### DATA SUPPLIED:
·····

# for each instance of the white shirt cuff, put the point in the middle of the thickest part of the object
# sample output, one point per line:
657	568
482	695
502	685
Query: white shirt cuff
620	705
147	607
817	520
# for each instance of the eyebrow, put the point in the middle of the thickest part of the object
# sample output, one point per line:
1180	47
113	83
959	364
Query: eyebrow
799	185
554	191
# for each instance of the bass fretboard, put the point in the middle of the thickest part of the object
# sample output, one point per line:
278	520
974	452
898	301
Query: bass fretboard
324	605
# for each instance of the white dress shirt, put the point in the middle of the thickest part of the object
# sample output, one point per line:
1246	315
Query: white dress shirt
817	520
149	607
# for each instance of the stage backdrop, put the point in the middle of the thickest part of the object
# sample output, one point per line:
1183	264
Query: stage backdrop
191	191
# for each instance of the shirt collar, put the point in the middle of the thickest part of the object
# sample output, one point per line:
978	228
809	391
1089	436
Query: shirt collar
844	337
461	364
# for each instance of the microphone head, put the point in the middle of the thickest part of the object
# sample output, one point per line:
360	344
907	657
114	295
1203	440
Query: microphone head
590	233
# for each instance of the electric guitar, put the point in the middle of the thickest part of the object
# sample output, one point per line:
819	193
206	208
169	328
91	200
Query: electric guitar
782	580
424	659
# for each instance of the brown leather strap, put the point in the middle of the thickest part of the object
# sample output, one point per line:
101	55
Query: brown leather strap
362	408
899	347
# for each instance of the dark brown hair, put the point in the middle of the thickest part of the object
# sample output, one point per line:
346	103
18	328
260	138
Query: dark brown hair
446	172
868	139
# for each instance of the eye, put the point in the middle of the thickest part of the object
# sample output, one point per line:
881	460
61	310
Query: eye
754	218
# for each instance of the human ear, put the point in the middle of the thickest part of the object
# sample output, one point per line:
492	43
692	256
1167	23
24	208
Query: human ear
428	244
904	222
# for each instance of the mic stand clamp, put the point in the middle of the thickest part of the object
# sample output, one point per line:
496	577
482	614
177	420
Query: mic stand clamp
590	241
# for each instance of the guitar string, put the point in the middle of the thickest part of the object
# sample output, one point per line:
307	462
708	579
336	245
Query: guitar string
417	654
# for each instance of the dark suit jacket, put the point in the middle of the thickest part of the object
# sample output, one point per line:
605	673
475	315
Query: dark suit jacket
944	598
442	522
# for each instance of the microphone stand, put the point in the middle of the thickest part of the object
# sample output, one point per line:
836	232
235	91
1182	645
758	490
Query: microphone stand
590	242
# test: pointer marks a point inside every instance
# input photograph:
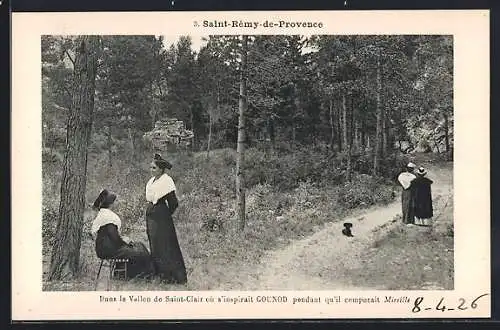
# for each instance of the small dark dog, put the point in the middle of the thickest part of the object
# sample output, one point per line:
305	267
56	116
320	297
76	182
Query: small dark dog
212	225
347	229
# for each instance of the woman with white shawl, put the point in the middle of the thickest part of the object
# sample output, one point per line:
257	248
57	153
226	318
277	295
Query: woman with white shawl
162	203
406	179
110	244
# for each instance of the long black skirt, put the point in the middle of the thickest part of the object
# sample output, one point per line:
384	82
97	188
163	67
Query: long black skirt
165	250
140	264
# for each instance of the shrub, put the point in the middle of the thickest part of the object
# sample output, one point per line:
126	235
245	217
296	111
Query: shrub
363	191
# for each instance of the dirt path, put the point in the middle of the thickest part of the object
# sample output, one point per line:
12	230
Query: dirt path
301	265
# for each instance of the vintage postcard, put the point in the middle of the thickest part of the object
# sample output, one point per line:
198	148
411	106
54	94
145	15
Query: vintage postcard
263	165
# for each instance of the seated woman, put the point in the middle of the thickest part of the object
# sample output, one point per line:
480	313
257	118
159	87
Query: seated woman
108	242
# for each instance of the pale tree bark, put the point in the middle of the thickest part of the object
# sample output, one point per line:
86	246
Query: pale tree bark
240	151
332	126
66	250
347	139
378	135
110	147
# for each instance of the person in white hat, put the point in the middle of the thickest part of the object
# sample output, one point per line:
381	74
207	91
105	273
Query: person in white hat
423	198
406	179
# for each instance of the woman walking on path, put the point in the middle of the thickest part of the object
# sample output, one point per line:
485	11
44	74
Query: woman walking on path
423	198
406	179
162	203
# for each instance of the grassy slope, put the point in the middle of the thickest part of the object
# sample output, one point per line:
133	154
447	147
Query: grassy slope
275	217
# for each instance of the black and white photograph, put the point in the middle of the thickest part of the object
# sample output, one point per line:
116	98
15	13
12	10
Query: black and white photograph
247	162
250	165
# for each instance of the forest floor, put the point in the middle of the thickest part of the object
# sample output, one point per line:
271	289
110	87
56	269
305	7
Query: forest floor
383	254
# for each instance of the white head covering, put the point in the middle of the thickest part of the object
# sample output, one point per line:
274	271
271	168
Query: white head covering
104	217
156	189
405	179
411	165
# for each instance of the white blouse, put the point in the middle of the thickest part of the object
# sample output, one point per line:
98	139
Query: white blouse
104	217
405	179
159	188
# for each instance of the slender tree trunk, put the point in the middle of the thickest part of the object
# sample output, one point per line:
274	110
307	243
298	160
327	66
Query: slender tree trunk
446	132
240	151
332	128
339	129
378	136
209	131
131	140
110	147
347	137
385	137
66	249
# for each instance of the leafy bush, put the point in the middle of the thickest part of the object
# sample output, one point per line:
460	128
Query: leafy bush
363	191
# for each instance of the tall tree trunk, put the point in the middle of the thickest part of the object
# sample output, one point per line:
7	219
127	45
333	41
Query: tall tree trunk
347	137
339	129
385	134
110	147
209	131
240	150
66	249
378	135
131	141
446	132
332	128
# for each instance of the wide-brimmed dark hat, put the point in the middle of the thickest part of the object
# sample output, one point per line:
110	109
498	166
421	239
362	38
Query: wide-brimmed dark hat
421	171
104	200
411	165
162	163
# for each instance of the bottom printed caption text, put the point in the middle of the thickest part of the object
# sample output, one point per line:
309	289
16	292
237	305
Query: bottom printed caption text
415	304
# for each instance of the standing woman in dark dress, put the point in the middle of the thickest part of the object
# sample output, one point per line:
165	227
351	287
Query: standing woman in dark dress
406	179
110	244
162	203
423	198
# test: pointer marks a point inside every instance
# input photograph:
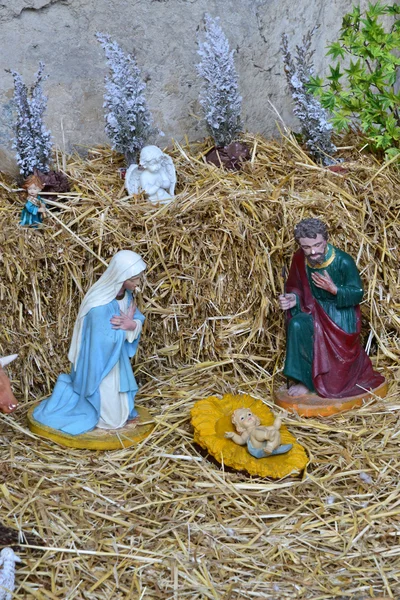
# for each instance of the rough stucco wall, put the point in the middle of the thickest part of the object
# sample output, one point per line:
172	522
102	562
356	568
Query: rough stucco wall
162	34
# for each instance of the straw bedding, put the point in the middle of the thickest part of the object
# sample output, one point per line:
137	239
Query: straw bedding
163	520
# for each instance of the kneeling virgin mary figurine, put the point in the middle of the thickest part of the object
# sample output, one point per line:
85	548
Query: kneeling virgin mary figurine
101	388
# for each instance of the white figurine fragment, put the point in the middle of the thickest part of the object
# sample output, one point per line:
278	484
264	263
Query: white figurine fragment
155	174
8	558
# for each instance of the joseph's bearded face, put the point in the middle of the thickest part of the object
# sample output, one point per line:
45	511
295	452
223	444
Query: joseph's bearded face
314	249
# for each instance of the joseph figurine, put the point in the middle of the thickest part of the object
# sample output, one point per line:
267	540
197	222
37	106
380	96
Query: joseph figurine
323	291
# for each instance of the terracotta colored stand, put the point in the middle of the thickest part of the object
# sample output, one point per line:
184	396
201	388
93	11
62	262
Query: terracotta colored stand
98	439
311	405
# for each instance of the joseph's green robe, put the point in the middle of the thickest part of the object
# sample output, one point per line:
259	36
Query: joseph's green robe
328	325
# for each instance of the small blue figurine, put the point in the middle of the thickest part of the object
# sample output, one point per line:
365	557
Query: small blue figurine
100	390
35	207
261	440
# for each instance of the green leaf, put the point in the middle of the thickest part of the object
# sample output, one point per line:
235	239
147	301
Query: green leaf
314	85
340	122
393	10
328	100
391	153
377	9
336	50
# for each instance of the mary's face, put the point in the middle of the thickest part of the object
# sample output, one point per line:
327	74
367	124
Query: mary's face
132	283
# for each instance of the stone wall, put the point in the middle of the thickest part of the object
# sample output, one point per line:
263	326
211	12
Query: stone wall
162	34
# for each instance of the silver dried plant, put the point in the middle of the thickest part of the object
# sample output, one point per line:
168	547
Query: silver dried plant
32	141
128	118
219	95
315	127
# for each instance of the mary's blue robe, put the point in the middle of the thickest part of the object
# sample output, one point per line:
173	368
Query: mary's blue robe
74	406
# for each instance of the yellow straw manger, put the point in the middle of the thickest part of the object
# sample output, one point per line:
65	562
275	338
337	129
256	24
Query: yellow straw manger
161	520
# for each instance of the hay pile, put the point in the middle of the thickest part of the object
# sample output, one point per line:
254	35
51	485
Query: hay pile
162	521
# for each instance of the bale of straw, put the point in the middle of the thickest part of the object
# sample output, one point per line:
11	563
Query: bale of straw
214	256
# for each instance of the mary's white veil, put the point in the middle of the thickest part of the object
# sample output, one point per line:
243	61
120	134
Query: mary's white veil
123	265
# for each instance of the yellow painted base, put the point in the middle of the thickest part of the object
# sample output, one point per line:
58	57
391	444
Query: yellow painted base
211	418
98	439
311	405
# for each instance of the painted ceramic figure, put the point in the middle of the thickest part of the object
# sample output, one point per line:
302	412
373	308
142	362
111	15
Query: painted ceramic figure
101	388
35	207
155	175
8	402
323	292
261	441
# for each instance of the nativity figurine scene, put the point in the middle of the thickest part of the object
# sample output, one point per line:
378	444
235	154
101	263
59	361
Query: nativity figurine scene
329	369
99	392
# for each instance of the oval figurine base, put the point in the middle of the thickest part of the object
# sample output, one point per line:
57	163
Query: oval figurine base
98	439
311	405
282	449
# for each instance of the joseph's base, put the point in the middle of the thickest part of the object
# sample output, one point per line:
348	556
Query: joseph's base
98	439
311	405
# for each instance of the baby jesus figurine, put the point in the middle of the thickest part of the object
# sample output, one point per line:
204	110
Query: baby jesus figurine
261	440
35	207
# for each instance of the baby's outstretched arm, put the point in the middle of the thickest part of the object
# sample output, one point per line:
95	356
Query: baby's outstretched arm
238	439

·····

### WHAT YOU NEED TO DO:
Starting with the first line above and ending with the line that holds "# for each instance of the stage", restate each line word for word and add nothing else.

### RESULT OF THE TASK:
# for each instance of the white shirt cuff, put the point in the middle of the thickest part of the object
# sample output, one point per line:
657	568
482	695
502	685
Query: white shirt cuff
620	705
147	607
817	520
# for each instance of the eyebrow, put the point in the middle of the thickest part of the object
# sample output, one point per line:
1180	47
113	83
959	364
Query: eyebrow
799	185
554	191
# for each instance of the bass fretboard, put the point in the middle of the thickest part of the object
# sample output, one point per line:
278	520
974	452
898	301
Query: bass fretboard
324	605
# for each instance of the white dress shirt, put the point in the middle of the thickest part of the object
# sample output, one point per line:
1246	315
Query: white dress shirt
817	520
149	607
# for each instance of the stage backdrop, put the point in the middle of the thickest part of the object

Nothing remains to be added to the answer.